◆ Exercise prompt: State how many lines of the entries below contain the string "dark", treating uppercase and lowercase letters as different. Give only the number.

-- start of Data section --

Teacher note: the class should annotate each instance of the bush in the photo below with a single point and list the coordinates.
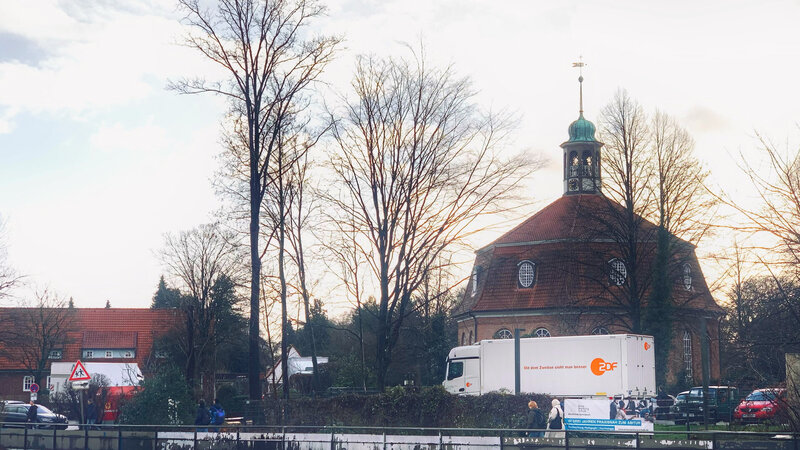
(163, 399)
(431, 407)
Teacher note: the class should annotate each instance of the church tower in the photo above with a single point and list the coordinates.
(581, 156)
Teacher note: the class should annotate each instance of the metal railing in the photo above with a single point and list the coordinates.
(155, 437)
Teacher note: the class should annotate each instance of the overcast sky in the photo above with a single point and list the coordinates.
(98, 159)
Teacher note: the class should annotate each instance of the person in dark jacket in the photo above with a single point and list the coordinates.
(33, 413)
(535, 420)
(203, 416)
(91, 412)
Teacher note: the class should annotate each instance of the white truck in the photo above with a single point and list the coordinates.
(574, 366)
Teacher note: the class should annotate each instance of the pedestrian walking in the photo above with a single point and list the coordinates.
(33, 413)
(535, 420)
(555, 421)
(203, 416)
(91, 412)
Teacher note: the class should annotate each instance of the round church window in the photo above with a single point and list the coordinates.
(526, 274)
(618, 273)
(541, 332)
(503, 333)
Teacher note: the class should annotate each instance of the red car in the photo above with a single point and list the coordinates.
(761, 405)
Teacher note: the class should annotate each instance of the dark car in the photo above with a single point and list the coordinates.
(721, 403)
(762, 405)
(17, 412)
(679, 410)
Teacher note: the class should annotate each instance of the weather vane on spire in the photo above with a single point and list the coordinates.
(580, 64)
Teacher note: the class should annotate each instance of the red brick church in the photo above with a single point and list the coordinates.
(560, 273)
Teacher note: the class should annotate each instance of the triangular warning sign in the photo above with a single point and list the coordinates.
(79, 373)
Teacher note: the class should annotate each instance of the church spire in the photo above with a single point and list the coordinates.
(581, 151)
(580, 65)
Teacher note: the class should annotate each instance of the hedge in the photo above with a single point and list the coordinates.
(431, 407)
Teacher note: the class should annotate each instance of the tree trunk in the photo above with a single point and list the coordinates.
(254, 353)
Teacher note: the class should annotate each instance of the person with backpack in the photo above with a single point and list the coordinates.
(217, 414)
(555, 421)
(203, 417)
(535, 420)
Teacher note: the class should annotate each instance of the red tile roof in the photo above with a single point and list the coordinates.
(565, 242)
(99, 328)
(110, 339)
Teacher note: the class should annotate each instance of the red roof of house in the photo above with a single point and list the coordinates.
(565, 241)
(94, 329)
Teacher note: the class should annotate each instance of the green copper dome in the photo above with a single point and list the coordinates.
(581, 130)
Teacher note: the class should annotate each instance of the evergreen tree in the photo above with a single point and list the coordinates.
(165, 297)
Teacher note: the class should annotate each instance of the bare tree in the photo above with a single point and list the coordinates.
(416, 166)
(265, 47)
(29, 334)
(657, 207)
(199, 261)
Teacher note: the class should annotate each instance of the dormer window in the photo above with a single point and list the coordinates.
(617, 273)
(687, 277)
(526, 274)
(474, 282)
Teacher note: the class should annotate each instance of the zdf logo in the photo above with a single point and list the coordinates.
(600, 367)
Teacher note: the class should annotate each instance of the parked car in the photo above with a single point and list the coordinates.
(662, 409)
(722, 401)
(761, 405)
(679, 409)
(17, 412)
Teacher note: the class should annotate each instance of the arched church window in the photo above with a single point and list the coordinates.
(587, 164)
(687, 354)
(474, 282)
(526, 274)
(574, 163)
(618, 273)
(687, 277)
(503, 333)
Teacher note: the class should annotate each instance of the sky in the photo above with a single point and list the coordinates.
(98, 159)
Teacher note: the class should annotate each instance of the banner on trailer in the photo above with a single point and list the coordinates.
(594, 414)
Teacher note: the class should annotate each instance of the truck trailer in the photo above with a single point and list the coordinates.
(575, 366)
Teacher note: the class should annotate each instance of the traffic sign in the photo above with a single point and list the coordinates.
(79, 373)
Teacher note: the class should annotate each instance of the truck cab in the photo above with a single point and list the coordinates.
(463, 371)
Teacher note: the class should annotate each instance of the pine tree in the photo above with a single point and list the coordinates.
(165, 297)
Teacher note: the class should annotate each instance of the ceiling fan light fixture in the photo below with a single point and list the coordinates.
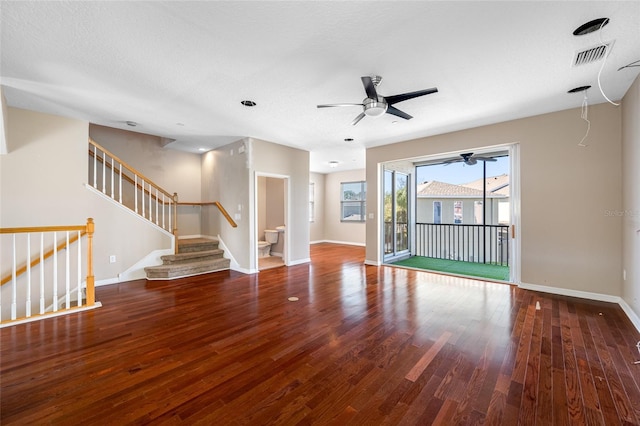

-- end of Data section --

◆ Correct response: 2